— Start of Source material —
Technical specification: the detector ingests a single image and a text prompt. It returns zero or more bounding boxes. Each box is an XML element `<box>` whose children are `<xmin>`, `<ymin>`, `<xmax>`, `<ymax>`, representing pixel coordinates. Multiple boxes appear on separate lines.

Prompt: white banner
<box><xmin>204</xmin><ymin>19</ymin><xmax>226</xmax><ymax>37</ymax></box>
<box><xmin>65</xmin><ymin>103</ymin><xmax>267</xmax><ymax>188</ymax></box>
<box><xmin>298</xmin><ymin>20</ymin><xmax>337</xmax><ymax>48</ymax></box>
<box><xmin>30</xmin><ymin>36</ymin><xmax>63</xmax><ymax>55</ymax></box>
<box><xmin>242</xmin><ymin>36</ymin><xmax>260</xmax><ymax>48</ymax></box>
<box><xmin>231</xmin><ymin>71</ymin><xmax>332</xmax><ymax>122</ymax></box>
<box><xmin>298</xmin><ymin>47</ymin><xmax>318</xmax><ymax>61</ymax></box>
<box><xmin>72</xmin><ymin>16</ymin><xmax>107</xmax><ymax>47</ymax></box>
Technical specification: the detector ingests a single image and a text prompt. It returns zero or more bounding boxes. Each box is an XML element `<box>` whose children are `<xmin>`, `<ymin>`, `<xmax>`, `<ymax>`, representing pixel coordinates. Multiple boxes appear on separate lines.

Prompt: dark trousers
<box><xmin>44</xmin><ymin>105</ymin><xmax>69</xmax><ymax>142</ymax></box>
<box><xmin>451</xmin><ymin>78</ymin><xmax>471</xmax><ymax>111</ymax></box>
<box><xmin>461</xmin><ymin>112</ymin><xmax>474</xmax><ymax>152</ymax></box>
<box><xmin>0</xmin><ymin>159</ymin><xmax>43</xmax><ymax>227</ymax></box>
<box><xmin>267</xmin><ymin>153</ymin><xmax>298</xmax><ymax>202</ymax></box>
— End of Source material —
— Start of Source material —
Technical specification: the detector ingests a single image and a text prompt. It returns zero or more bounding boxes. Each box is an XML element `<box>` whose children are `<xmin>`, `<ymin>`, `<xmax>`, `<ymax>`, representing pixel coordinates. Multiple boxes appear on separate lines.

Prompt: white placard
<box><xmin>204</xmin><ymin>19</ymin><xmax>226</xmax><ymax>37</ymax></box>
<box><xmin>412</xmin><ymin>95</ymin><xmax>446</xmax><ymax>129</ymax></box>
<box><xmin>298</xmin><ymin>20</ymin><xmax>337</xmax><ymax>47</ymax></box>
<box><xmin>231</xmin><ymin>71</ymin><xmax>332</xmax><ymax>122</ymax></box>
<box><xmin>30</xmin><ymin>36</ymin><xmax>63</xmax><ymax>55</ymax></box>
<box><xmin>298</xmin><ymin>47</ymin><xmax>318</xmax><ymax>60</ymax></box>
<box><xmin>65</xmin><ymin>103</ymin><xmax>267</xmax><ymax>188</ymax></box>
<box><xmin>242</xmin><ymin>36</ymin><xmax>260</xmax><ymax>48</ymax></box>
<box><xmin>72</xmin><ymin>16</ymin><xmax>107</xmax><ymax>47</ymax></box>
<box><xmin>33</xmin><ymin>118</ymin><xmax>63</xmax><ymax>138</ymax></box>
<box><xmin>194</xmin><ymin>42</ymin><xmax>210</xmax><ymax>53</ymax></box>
— End of Source material —
*Given task*.
Return, unchanged, every line of the listing above that contains the word "white".

*Result of this exercise*.
Prompt: white banner
Prompt: white placard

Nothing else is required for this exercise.